▶ **Отрывок**:
■ ■ ■ ■ ■ ■ ■

Однажды отец показал мне в Ленинграде дом, где жила его школьная подруга Инна и сказал, что после блокады она покончила жизнь самоубийством, бросившись с крыши. Позже у него в книге воспоминаний я прочитал про историю их школьной любви и драматическую развязку. Мне удалось сохранить книгу Мольера, подписанную Инной и подаренную отцу незадолго до ее смерти.

Было бы несправедливо не сказать в этой главе о бабушке Ане — папиной маме. Ведь мы приезжали каждый год к ней в ее комнату в коммунальной квартире в доме 33, где в прежние годы жили Константин Федин и Сергей Есенин с Зинаидой Райх. Бабушка всю жизнь прожила в коммуналках с тех пор, как лишилась квартиры в центре города, купленной ее отцом. Характер у бабушки был тяжелый. С ней трудно было жить в одной квартире. Часто вспыхивали ссоры с соседями, но позже выяснилось, что соседи то ее любили. При всех сложностях характера она была щедрой и отзывчивой. Я иногда встречал в городе бывших жильцов коммуналки на Литейном проспекте, уже разъехавшихся по своим отдельным квартирам. Неизменно с улыбкой бывшие соседи справлялись о ее здоровье и передавали привет. Но это будет потом. А сейчас, когда сын с семьей приезжал в Ленинград из далекого поселка в отпуск, Анна Августовна останавливала на Литейном всех знакомых и громким голосом объявляла:

— Вы знаете, ко мне Геня приехал, из деревни, там в 10 вечера свет выключают и на улицах грязь по колено!

Говорила она так или что-то в этом роде, но всегда эмоционально, звучно. Она делилась своей радостью с жильцами дома, с продавцами в булочной, с дворником, с почтальоном. Однажды на Литейном проспекте при мне какая-то женщина шарахнулась от нее со словами:

— Простите дама, я Вас не знаю!

Соседями бабушки Ани были Леша и Нина Смирновы — рабочие завода"Большевик", у них была маленькая дочка Света. Позже эта семья переедет в один дом с бабушкой на Народную улицу. Другими соседями были Лева с женой Лилей.

Коммуналка была наполнена специфическими запахами, состоящими из смеси кошачьих (кошек я у них никогда не видел), карбофоса, которым травили клопов, и еще чего-то непонятного. Клопы были у всех. Маленький диван, на котором позже мне доводилось спать, неизменно награждал меня укусами этих коричневых плоских созданий.

■ ■ ■ ■ ■ ■ ■

▶ **Строки данных**:
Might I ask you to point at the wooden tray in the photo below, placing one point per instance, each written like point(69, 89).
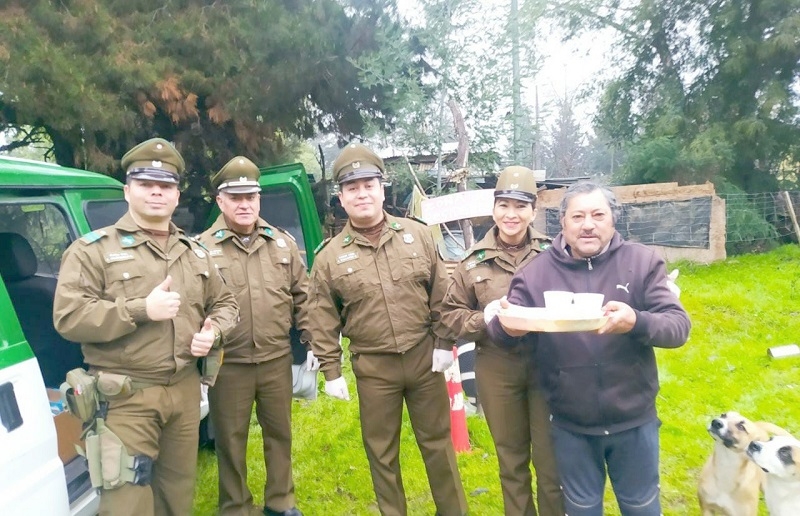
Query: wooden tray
point(540, 319)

■ ■ ■ ■ ■ ■ ■

▶ **Задание 1**: Перепишите отрывок о бабушке Ане от «Говорила она так» до «с женой Лилей.», заменив «дворником» на «сторожем».
▶ **Задание 2**:
Соответствуют ли отрывку о бабушке Ане следующие утверждения? Для каждого ответьте «да» или «нет» и приведите решающие слова отрывка в точной цитате.
(a) Бабушка Аня всю жизнь прожила в отдельной квартире.
(b) У соседей Смирновых была маленькая дочка.
(c) Автор часто видел кошек в коммуналке.

▶ **Ответ к заданию 1**:
Говорила она так или что-то в этом роде, но всегда эмоционально, звучно. Она делилась своей радостью с жильцами дома, с продавцами в булочной, с сторожем, с почтальоном. Однажды на Литейном проспекте при мне какая-то женщина шарахнулась от нее со словами:

— Простите дама, я Вас не знаю!

Соседями бабушки Ани были Леша и Нина Смирновы — рабочие завода"Большевик", у них была маленькая дочка Света. Позже эта семья переедет в один дом с бабушкой на Народную улицу. Другими соседями были Лева с женой Лилей.

▶ **Ответ к заданию 2**:
(a) Нет: «Бабушка всю жизнь прожила в коммуналках».
(b) Да: «у них была маленькая дочка Света».
(c) Нет: «кошек я у них никогда не видел».